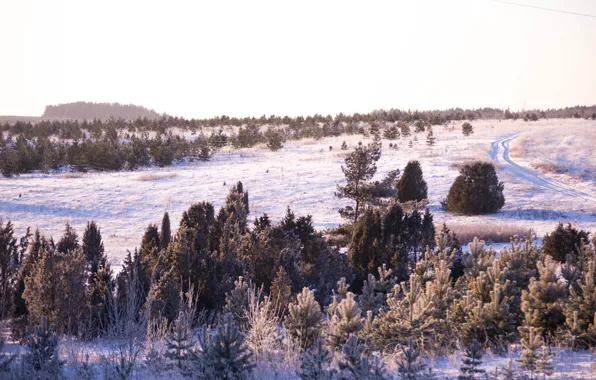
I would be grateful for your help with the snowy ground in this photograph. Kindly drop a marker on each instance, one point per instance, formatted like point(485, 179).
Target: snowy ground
point(304, 175)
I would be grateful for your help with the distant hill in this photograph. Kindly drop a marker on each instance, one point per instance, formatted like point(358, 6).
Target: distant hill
point(88, 110)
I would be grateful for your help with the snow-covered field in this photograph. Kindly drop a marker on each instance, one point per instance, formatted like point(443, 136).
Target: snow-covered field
point(304, 175)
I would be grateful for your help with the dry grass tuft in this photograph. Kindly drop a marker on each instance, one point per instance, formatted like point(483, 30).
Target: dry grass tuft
point(491, 233)
point(155, 176)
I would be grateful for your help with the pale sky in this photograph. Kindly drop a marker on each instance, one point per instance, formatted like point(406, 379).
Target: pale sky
point(206, 58)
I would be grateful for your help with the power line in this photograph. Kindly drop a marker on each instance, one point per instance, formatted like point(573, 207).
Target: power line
point(544, 9)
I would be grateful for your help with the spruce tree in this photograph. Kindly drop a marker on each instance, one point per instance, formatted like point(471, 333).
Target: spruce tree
point(226, 355)
point(410, 313)
point(470, 368)
point(178, 342)
point(237, 300)
point(476, 190)
point(303, 322)
point(529, 357)
point(42, 348)
point(281, 291)
point(165, 234)
point(430, 138)
point(467, 129)
point(542, 304)
point(410, 366)
point(346, 321)
point(580, 310)
point(355, 364)
point(69, 240)
point(315, 364)
point(360, 167)
point(411, 185)
point(6, 359)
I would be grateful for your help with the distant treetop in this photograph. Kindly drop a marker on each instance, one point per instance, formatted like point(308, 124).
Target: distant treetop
point(89, 110)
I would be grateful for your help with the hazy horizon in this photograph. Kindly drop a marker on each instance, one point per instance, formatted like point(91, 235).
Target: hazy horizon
point(239, 59)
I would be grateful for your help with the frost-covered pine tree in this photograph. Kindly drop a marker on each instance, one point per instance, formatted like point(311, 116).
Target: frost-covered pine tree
point(315, 364)
point(409, 313)
point(470, 368)
point(542, 304)
point(531, 344)
point(224, 356)
point(281, 291)
point(580, 310)
point(237, 300)
point(178, 342)
point(42, 348)
point(357, 365)
point(303, 322)
point(346, 322)
point(409, 366)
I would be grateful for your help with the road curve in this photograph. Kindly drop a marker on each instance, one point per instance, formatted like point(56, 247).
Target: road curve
point(499, 153)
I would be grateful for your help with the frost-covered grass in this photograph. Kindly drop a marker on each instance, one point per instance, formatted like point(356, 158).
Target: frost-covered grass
point(303, 175)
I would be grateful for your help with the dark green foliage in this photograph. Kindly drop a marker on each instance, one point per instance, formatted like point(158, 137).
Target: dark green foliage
point(563, 241)
point(467, 129)
point(93, 249)
point(364, 252)
point(476, 190)
point(411, 185)
point(471, 362)
point(360, 166)
point(178, 342)
point(8, 263)
point(165, 234)
point(275, 139)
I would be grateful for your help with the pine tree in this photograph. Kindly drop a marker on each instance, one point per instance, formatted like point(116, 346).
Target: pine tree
point(471, 362)
point(411, 185)
point(42, 348)
point(580, 310)
point(467, 129)
point(237, 300)
point(178, 342)
point(93, 250)
point(360, 167)
point(529, 356)
point(355, 364)
point(410, 367)
point(6, 359)
point(303, 322)
point(428, 230)
point(69, 240)
point(430, 138)
point(542, 304)
point(315, 363)
point(225, 356)
point(281, 291)
point(410, 313)
point(346, 321)
point(365, 246)
point(165, 234)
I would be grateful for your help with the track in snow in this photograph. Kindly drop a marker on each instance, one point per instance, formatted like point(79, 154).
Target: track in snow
point(499, 152)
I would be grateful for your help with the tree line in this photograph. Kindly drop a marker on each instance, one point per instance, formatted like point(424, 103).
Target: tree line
point(402, 287)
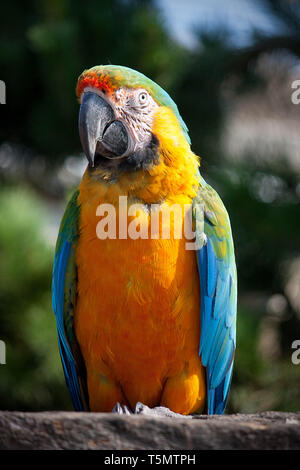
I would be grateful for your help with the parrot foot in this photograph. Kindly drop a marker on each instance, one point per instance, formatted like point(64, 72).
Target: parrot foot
point(141, 409)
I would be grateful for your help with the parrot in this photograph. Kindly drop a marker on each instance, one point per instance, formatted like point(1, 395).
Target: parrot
point(144, 323)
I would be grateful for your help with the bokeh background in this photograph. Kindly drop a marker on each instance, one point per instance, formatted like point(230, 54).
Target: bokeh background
point(229, 66)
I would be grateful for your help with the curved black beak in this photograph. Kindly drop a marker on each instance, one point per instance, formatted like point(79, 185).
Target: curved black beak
point(100, 133)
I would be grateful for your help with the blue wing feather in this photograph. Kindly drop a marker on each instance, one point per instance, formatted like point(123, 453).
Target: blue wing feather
point(218, 286)
point(63, 254)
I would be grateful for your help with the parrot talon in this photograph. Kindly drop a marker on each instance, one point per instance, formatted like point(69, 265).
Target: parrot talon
point(121, 409)
point(157, 411)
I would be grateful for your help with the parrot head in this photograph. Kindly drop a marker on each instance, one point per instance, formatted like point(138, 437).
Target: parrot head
point(128, 124)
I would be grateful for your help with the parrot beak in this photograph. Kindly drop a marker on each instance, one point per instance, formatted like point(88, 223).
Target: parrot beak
point(100, 133)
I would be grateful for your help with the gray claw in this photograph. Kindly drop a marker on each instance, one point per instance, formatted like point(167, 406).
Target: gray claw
point(158, 411)
point(121, 409)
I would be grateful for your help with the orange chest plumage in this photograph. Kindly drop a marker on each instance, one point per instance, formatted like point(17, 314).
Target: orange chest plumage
point(138, 308)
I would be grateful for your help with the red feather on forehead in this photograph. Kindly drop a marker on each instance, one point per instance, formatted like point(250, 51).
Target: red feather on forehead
point(94, 80)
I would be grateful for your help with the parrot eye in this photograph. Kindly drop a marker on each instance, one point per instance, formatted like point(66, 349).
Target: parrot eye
point(143, 97)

▶ Work instructions
Copy all of the records above word for word, and leave the pictures out of your copy.

▶ Complete response
I would be grateful for your help with the snowy ground in this photograph. Kindly drop a marker on each instance, one point per instance, formatted like point(485, 179).
Target: snowy ground
point(304, 175)
I would be grateful for your help with the distant hill in this photograph. Kindly drop a marker on each instance, one point per instance, formatted like point(358, 6).
Target: distant hill
point(88, 110)
I would be grateful for your help with the snow-covered field in this photograph. Kindly drop a marker on each instance, one point per instance, formatted like point(443, 136).
Target: snow-covered field
point(304, 175)
I would be grateful for your help with the dry grass tuft in this photograph. Kindly drop a marker on each instance, one point per instance, formatted like point(483, 30).
Target: dry grass tuft
point(491, 233)
point(155, 176)
I would be grateful for your help with the pale sky in this photograph. Kindly drop a marker on each instance, one point per instance, formatted like point(406, 379).
Target: pale sky
point(206, 58)
I would be grateful for your help with the power line in this photograph. Kindly drop a marker on each instance, one point per instance, formatted like point(573, 207).
Target: power line
point(544, 9)
I would be grateful for your help with the spruce tree in this photograph. Kindly drop a marker on each instance, one point per instance, formatted like point(471, 333).
Target: spruce tree
point(226, 355)
point(410, 313)
point(470, 368)
point(178, 342)
point(237, 300)
point(476, 190)
point(303, 322)
point(529, 357)
point(42, 348)
point(281, 291)
point(165, 234)
point(430, 138)
point(467, 129)
point(542, 304)
point(410, 366)
point(346, 321)
point(580, 310)
point(355, 364)
point(69, 240)
point(315, 364)
point(360, 167)
point(411, 185)
point(6, 359)
I would be grateful for your help with the distant treetop in this photograph. Kindly drop a marker on each instance, one point per instance, formatted like point(308, 124).
Target: distant treetop
point(89, 110)
I would be grateful for your help with the hazy horizon in this photograph. Kindly drop a marker on each instance, one point per instance, formatted like point(91, 235).
Target: hazy horizon
point(239, 59)
I would be grateful for your help with the frost-covered pine tree in this photograph. Kindly drop a marker on each instance, one point per instance, formatted like point(311, 116).
Target: frost-covered pine tree
point(315, 364)
point(409, 313)
point(470, 368)
point(542, 304)
point(531, 344)
point(224, 356)
point(281, 291)
point(580, 310)
point(237, 300)
point(178, 342)
point(42, 348)
point(357, 365)
point(303, 322)
point(346, 322)
point(409, 366)
I would be grateful for your help with the road curve in this photograph. Kindly drop a marker on each instance, one point per instance, formatted like point(56, 247).
Target: road curve
point(499, 153)
I would be grateful for your help with the frost-covered grass in this photograph. Kindly drop a marker on each instance, one point per instance, formatted like point(356, 158).
Target: frost-covered grass
point(303, 175)
I would be grateful for your help with the dark green foliage in this photograph. Kindly drop a marker on each instance, one point per instance, formatted like point(158, 137).
Target: dark green foliage
point(563, 241)
point(467, 129)
point(93, 249)
point(364, 252)
point(476, 190)
point(411, 185)
point(471, 362)
point(360, 166)
point(178, 342)
point(8, 263)
point(165, 234)
point(275, 139)
I would be grateful for your help with the pine tree in this photograph. Kindly drop a marker on each instance, one point per instance, formatted like point(116, 346).
Target: pine tree
point(471, 362)
point(411, 185)
point(42, 348)
point(580, 310)
point(467, 129)
point(237, 300)
point(178, 342)
point(93, 250)
point(360, 167)
point(529, 356)
point(355, 364)
point(410, 367)
point(6, 359)
point(303, 322)
point(428, 230)
point(69, 240)
point(430, 138)
point(542, 304)
point(315, 363)
point(225, 356)
point(281, 291)
point(410, 313)
point(346, 321)
point(365, 246)
point(165, 234)
I would be grateful for your help with the track in snow in this photograph. Kindly drop a marker on each instance, one point per instance, formatted like point(79, 154).
Target: track in snow
point(499, 152)
I would be grateful for your help with the tree line in this photograph. Kindly drop a marker on each instance, one point per instance, formatted like point(424, 103).
Target: tree line
point(402, 287)
I would be grateful for your help with the parrot foot in this photograph. Kindly drop a marker on each instance, one point per instance, formatted like point(64, 72).
Target: parrot foot
point(141, 409)
I would be grateful for your help with the parrot in this photograph. Kindly drop a marker on each instance, one point per instance, formatted like point(1, 395).
Target: parrot
point(144, 323)
I would be grateful for your help with the bokeh background in this photograph. Kindly drop a marker on each instance, one point per instance, formatted like point(230, 54).
Target: bokeh background
point(229, 66)
I would be grateful for your help with the curved black beak in this photograph. Kindly drop a marker on each instance, one point per instance, formatted like point(79, 185).
Target: curved black beak
point(100, 133)
I would be grateful for your help with the blue wing feather in this photograph. Kindly drop a marker on each instance, one point per instance, formatted like point(123, 453).
Target: blue wing feather
point(218, 286)
point(63, 254)
I would be grateful for your help with the parrot talon in this photograph. Kindly drop a marker on each instance, one point per instance, formatted like point(69, 265).
Target: parrot talon
point(121, 409)
point(157, 411)
I would be grateful for your help with the parrot head in this photograph. Kindly drop a marker on each instance, one point per instance, formatted like point(138, 437).
Target: parrot head
point(128, 124)
I would be grateful for your help with the parrot beak in this photograph. Kindly drop a marker on each instance, one point per instance, formatted like point(88, 223).
Target: parrot beak
point(100, 133)
I would be grateful for your help with the gray claw in this photograph. Kindly drop a marker on each instance, one point per instance, formatted like point(167, 406).
Target: gray claw
point(158, 411)
point(121, 409)
I would be grateful for your help with the orange chest plumage in this photograph. Kindly drop a marker on each instance, one point per instance, formatted like point(17, 314).
Target: orange chest plumage
point(138, 308)
I would be grateful for your help with the red feather on forehead in this photograph. Kindly drop a marker on each instance, one point per instance, formatted like point(250, 51).
Target: red feather on forehead
point(94, 80)
I would be grateful for your help with the parrot eye in this photograph. Kindly drop a marker on each instance, one point per instance, formatted like point(66, 349).
Target: parrot eye
point(143, 97)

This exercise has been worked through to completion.